Goal of the exercise
Report all lines of the records that contain "trim".

Data for this task

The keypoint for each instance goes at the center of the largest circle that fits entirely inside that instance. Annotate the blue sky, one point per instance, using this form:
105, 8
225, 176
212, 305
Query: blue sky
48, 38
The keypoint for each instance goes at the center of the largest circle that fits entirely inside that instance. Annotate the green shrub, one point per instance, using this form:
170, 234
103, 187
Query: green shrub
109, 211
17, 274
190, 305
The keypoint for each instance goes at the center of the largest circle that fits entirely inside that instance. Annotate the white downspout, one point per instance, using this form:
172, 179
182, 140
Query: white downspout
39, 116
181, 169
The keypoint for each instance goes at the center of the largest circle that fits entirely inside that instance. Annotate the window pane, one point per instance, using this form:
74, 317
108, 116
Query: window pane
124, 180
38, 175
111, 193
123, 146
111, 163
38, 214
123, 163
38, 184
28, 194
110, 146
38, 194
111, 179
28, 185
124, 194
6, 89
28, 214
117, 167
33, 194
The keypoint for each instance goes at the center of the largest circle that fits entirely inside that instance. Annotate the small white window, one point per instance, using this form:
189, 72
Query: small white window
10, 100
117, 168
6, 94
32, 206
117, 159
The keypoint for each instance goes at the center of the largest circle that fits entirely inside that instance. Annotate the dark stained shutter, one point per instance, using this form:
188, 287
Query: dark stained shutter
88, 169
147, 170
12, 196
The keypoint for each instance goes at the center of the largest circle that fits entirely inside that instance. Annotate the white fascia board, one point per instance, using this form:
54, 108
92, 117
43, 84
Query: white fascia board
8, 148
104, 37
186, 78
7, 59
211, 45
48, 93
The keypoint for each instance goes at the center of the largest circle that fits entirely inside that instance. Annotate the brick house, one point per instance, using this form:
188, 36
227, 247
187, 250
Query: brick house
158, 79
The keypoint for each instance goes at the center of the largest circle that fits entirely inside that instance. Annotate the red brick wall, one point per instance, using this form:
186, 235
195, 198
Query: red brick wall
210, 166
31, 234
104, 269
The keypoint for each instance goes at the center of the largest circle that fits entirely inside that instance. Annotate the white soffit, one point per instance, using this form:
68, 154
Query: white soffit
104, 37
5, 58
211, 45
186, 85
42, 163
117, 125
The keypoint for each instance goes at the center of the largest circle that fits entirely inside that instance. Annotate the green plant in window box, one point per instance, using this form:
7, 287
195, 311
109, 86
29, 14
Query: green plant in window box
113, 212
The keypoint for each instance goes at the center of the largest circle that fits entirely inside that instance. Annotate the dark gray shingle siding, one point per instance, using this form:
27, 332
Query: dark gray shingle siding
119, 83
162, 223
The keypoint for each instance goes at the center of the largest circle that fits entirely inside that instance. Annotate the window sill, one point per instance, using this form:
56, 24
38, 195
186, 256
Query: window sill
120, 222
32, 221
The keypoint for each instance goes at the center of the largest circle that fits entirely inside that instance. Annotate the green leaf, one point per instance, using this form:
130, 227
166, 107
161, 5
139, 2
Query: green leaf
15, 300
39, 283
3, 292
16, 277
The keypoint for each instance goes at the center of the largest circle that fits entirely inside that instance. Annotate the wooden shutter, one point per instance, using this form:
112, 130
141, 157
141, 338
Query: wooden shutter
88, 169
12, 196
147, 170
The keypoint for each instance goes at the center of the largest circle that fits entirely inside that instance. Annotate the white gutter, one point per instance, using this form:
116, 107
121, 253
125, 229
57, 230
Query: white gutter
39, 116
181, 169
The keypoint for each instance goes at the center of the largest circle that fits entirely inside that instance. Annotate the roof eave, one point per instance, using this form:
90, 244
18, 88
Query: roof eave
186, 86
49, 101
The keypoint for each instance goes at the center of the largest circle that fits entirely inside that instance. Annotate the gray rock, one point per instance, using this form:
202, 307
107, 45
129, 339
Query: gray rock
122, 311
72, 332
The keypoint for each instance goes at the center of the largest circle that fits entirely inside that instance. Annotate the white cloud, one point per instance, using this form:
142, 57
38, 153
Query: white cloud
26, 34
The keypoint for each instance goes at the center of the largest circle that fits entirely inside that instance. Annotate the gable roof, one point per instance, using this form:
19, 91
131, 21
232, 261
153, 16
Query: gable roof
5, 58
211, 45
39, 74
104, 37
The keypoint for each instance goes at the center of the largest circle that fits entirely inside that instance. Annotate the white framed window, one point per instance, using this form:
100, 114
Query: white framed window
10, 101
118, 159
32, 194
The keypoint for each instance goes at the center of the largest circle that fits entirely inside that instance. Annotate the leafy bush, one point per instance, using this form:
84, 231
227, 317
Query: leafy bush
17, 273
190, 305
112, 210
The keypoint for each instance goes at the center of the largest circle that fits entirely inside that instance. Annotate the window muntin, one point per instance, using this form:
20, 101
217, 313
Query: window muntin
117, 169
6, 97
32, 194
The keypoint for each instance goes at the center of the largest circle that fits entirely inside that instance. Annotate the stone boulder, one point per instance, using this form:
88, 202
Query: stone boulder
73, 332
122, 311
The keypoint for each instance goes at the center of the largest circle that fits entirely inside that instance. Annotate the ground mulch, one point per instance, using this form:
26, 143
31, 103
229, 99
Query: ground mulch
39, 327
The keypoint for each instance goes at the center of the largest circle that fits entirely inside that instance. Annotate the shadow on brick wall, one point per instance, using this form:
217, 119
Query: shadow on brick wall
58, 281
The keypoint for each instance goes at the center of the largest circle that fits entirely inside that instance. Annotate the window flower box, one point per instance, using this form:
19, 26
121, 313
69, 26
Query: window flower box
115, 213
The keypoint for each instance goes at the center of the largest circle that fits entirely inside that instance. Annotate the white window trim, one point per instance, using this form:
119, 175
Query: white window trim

Reply
The keypoint for each instance goes at the center of the largest circle that fits entirely inside that instance. Annotate the white window trim, one point per instance, using this form:
Query: white window trim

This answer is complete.